Work to complete> Count how many lines of the material below contain the string "photo". Reply with the number only.

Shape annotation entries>
====================

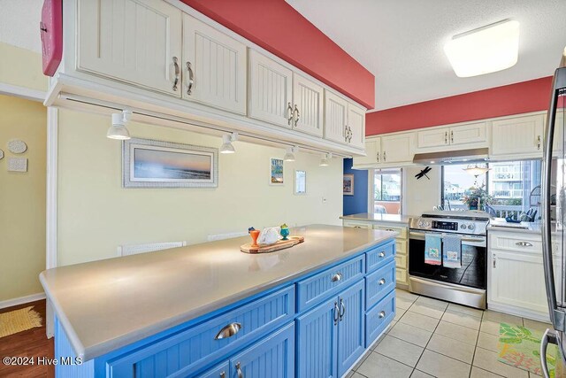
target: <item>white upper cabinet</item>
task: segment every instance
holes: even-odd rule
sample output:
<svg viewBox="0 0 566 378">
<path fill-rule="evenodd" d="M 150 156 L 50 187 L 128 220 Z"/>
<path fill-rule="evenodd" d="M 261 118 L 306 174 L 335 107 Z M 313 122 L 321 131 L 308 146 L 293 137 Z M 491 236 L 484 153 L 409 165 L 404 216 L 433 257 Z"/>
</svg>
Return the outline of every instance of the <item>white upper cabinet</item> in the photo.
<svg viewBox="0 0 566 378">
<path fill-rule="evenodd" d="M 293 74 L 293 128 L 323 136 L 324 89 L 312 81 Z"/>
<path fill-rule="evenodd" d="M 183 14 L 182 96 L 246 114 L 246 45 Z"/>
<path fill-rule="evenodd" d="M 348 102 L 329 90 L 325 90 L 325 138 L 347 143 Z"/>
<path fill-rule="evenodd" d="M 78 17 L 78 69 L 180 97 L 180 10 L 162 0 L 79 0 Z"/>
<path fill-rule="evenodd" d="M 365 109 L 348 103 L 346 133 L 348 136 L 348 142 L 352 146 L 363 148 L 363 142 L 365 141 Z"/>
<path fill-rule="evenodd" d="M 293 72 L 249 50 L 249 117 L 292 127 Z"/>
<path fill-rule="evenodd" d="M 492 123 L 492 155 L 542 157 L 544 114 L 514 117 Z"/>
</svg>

====================

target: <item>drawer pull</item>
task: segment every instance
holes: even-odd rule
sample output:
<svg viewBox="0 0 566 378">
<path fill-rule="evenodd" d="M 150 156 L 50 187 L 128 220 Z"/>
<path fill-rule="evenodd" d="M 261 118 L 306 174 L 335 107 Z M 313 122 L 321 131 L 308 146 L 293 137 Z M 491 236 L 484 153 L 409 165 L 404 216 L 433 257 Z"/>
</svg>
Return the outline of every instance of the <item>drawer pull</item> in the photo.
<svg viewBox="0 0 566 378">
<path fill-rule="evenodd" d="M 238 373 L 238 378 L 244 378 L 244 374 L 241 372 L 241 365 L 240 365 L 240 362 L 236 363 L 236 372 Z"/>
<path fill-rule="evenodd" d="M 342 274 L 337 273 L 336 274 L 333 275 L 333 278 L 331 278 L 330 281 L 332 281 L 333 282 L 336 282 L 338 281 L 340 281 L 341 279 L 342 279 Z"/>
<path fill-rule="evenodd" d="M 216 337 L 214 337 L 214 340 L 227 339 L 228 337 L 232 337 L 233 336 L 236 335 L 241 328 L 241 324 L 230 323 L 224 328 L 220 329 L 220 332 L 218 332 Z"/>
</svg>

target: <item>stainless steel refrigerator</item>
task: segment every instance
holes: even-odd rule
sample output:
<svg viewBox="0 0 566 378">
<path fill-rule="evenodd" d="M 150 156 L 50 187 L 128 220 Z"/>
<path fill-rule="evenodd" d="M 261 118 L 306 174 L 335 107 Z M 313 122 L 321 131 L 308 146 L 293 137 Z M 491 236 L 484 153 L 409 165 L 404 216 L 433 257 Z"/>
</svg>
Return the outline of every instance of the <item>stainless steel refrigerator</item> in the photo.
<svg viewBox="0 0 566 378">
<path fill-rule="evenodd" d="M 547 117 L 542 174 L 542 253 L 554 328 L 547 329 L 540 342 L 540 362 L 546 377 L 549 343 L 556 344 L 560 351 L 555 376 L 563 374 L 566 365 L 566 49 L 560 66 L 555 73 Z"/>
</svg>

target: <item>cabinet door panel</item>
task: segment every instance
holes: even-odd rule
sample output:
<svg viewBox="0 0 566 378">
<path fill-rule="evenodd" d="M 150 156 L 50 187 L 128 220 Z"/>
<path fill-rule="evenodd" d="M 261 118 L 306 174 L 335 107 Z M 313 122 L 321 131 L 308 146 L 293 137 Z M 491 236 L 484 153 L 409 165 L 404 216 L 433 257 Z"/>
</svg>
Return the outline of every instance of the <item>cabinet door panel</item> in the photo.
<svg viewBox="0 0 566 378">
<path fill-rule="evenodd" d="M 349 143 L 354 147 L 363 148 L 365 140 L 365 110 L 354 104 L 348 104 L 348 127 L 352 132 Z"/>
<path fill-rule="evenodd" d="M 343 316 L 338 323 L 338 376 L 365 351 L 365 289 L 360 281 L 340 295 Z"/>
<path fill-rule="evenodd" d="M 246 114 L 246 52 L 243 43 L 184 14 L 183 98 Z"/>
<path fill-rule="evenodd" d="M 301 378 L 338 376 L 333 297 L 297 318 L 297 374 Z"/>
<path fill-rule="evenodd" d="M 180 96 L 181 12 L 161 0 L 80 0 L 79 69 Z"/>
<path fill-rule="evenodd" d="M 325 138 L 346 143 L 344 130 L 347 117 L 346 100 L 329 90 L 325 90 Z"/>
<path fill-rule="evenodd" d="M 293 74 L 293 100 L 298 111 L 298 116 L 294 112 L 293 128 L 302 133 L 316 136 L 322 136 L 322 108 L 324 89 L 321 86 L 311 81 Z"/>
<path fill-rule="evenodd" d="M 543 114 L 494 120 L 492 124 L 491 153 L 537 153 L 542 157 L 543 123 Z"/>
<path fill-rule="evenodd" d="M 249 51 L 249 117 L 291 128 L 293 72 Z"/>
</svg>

====================

Exercise response> 4